TASK GOAL: Pictures do not belong in your copy. Repeat all the other data exactly.

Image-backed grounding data
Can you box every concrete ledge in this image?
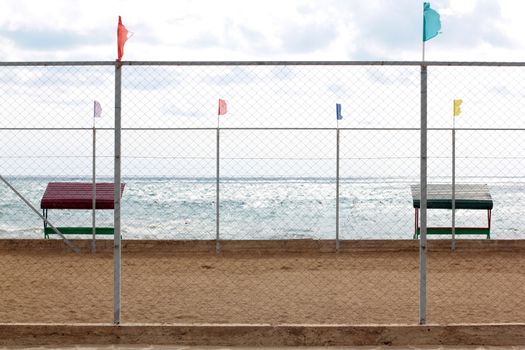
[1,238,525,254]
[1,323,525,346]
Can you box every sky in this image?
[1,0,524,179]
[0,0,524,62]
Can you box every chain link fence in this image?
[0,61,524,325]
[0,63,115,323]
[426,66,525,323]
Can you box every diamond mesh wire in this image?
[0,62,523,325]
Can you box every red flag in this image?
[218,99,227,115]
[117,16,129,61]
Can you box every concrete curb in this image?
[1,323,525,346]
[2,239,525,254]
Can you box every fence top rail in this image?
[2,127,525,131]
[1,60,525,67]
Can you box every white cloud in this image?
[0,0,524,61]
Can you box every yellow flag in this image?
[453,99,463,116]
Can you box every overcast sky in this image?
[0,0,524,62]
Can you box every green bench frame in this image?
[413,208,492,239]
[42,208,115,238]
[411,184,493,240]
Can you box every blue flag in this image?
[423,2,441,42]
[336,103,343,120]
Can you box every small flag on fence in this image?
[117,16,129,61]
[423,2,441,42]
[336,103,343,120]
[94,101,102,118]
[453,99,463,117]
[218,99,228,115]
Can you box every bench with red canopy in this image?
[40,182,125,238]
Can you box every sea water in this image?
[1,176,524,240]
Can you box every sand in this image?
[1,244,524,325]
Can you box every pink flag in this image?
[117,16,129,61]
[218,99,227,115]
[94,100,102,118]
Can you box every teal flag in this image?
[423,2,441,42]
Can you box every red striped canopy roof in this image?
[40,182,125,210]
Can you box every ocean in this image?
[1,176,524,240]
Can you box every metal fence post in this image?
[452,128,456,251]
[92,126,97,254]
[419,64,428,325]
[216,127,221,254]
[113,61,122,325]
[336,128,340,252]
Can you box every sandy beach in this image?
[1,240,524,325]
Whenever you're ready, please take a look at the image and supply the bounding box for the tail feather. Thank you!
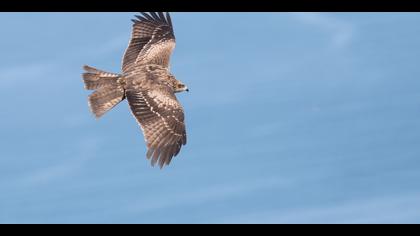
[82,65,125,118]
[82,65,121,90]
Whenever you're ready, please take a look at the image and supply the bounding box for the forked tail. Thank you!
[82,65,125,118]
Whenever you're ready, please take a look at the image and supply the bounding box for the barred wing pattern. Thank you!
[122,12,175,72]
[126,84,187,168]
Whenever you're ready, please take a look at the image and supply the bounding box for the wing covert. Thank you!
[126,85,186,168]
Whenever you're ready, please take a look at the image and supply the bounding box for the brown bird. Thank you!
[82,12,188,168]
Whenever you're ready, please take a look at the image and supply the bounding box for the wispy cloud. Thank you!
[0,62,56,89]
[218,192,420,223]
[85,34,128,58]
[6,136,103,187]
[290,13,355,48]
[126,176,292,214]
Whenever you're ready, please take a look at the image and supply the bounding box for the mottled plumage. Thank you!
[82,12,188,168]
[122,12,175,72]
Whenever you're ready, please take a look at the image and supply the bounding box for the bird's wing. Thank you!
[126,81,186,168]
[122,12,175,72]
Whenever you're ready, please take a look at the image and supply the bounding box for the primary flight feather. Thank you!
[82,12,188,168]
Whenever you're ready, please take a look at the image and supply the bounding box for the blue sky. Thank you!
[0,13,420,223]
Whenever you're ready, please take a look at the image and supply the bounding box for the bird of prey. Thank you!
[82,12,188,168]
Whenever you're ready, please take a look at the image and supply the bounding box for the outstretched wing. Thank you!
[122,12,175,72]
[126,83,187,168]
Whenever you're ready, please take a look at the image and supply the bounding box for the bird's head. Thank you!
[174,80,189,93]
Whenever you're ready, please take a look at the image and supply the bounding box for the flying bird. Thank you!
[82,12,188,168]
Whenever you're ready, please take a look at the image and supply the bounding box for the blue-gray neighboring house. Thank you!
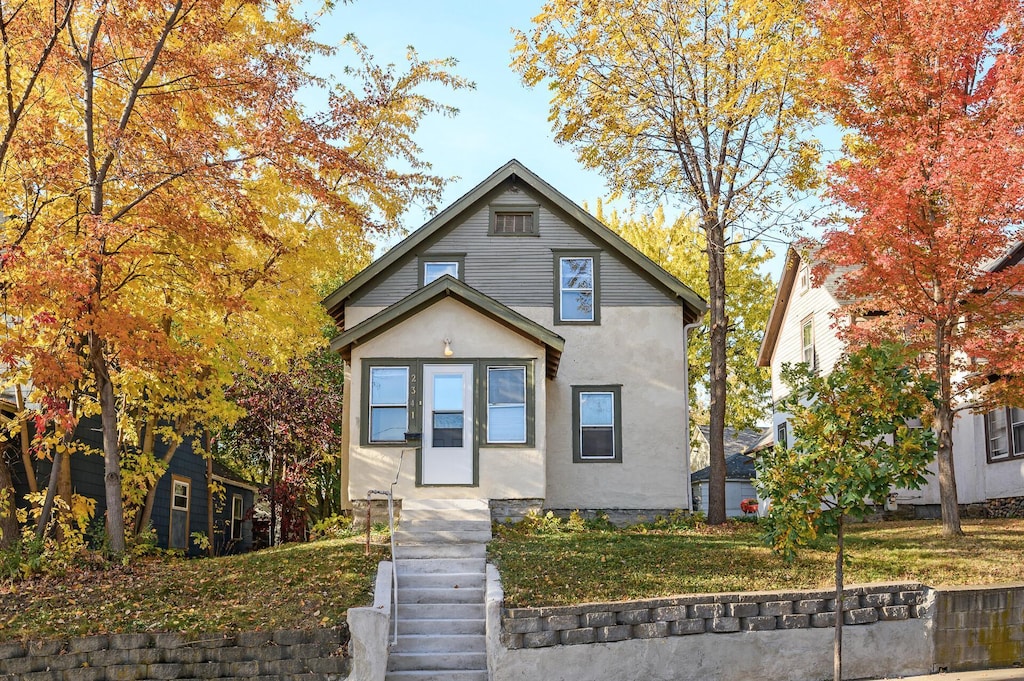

OUTPUT:
Can you box every concrete ledge in this image?
[1,238,525,254]
[1,323,525,346]
Can you box every sky in this image?
[1,0,524,179]
[0,0,524,62]
Can you box every chain link fence in this image?
[0,61,524,325]
[0,63,115,323]
[426,66,525,323]
Can you box every diamond mesh wire in this image?
[0,62,523,325]
Can you box every red flag in this image?
[218,99,227,115]
[117,16,129,61]
Can you box every concrete curb in this image?
[1,323,525,346]
[2,239,525,254]
Can you box every fence top rail in this image?
[2,127,525,131]
[1,60,525,67]
Can you box every white cloud in this image?
[0,0,524,61]
Can you box every yellow flag in this image?
[453,99,463,116]
Can you box every overcast sky in this image?
[0,0,524,62]
Can you box every green bench frame in this image?
[413,208,492,239]
[42,208,115,238]
[411,184,493,240]
Can you box every blue flag in this image?
[423,2,441,42]
[336,103,343,120]
Can you box every small flag on fence in this image?
[117,16,129,61]
[423,2,441,42]
[336,103,343,120]
[94,101,102,118]
[453,99,463,117]
[218,99,228,115]
Can you box every bench with red canopy in this image?
[40,182,125,238]
Can you box every sea water in this image?
[1,176,524,240]
Can you box every sand in this image?
[1,244,524,325]
Can you box every pink flag in this image?
[117,16,129,61]
[218,99,227,115]
[94,100,102,118]
Can you box every teal flag in this image?
[423,2,441,42]
Can you box every red striped canopy roof in this image?
[40,182,125,210]
Can you box every ocean in this image?
[1,176,524,240]
Can you box every metal fence post in this image?
[452,128,456,251]
[92,126,97,254]
[419,64,428,325]
[216,127,221,254]
[113,61,122,325]
[336,128,340,252]
Can you box every sandy beach in this image?
[1,240,524,325]
Whenever you're ready, please take a look at the image and supply the bounding box for the tail feather. Thank you!
[82,65,125,118]
[82,65,121,90]
Whenever you're ready, please take a look at the image and supply the bounding box for the forked tail. Thank you!
[82,65,125,118]
Whenever you're ready, please take a look at the image and supply the bounding box for the barred wing pattern. Thank you!
[122,12,175,72]
[126,84,187,168]
Whenever you're ready, please take a look at the image and supply the bounding box for the wing covert. Thank you!
[126,85,186,168]
Whenever you're ready, please take a look at the image and supply the bounding box for the brown bird. Thank you!
[82,12,188,168]
Whenever you're ready, please take a look at the image and supply the bounding box for the wispy cloud. Thank you!
[0,62,56,89]
[218,192,420,223]
[85,34,128,58]
[6,136,103,187]
[290,13,355,48]
[126,176,292,214]
Whenever you're ready, please take a look at the image and supply the bounding box for the mottled plumage. Thank you!
[82,12,188,168]
[122,12,175,72]
Whenever you're ready, please take a look at the image and supply the bounding box for the bird's wing. Thank you!
[126,81,186,168]
[122,12,175,72]
Whenever you're ready, please take a look at the image and supply the bounding box for the primary flight feather. Thank you!
[82,12,188,168]
Whenever you're ready, please take a look at the image and supply the bounding box for the blue sky. Thank you!
[0,13,420,223]
Whenever you're ready, please take a look at the image and supply the bounding box for the bird of prey. Thank you!
[82,12,188,168]
Whenever you're ready, please take a look at the image and supply the bounding box for the outstretched wing. Thank you!
[122,12,175,72]
[126,83,187,168]
Whenever you're ready, please take a look at the image and supply the bounding box for the bird's head. Thank you!
[174,80,189,93]
Whenever you're ready, please take a look at the image and supply the bounding box for the flying bird. Thank you!
[82,12,188,168]
Whenever you're ready, please take a look at the image and supply the bounding box for the blue-gray neighboring house. Thank you!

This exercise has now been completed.